## Set exercise
Count the lines in the data below that contain the string "foliage", with case counting, and reply with only that number.

## Exercise material
'''
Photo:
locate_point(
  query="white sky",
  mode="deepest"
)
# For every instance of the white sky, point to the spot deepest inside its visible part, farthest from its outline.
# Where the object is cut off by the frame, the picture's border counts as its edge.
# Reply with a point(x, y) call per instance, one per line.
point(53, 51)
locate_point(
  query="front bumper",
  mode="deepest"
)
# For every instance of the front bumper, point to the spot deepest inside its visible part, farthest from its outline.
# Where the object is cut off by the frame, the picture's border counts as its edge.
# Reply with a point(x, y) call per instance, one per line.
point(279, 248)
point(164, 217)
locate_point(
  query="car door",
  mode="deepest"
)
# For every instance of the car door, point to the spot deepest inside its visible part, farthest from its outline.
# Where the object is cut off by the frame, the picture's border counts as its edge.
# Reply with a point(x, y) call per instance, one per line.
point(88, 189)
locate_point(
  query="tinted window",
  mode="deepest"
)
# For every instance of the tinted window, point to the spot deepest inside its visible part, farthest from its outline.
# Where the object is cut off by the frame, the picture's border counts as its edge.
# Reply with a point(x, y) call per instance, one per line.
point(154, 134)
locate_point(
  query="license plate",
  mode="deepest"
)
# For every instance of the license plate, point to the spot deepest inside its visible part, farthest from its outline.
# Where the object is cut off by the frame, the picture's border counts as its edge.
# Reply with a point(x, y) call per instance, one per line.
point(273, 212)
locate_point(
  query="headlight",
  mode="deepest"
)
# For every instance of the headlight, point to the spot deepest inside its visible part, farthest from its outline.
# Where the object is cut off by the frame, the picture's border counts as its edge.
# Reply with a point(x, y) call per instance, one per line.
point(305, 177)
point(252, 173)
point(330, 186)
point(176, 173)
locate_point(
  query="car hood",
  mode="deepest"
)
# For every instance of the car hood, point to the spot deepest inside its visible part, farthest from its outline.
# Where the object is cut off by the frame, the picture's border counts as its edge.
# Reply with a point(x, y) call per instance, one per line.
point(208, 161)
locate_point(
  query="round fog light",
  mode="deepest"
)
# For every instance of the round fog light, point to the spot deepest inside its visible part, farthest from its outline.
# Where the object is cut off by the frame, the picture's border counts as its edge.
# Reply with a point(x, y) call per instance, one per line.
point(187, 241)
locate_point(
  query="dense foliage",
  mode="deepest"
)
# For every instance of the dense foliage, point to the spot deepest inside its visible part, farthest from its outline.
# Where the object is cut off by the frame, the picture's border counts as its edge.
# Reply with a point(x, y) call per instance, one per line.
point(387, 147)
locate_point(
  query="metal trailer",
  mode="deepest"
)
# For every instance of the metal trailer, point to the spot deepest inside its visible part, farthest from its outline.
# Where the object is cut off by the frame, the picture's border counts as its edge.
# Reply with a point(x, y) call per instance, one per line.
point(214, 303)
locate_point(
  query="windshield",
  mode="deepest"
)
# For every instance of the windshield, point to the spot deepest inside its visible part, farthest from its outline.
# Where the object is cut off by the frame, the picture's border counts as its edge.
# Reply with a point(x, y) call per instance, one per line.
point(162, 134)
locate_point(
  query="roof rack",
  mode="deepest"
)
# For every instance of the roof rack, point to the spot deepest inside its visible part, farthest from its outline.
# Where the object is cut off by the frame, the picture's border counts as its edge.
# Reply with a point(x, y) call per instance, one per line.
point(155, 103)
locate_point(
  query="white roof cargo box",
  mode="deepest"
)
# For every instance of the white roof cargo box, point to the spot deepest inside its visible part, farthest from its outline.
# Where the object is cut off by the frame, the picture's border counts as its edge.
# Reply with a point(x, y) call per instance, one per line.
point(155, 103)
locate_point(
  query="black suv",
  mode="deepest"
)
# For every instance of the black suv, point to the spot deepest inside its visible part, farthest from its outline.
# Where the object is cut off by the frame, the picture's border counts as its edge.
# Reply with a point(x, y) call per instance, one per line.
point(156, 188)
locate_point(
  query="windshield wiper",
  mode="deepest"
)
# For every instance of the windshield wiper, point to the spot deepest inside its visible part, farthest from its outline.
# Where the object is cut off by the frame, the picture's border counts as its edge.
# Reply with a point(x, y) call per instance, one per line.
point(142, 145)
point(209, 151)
'''
## Exercise response
2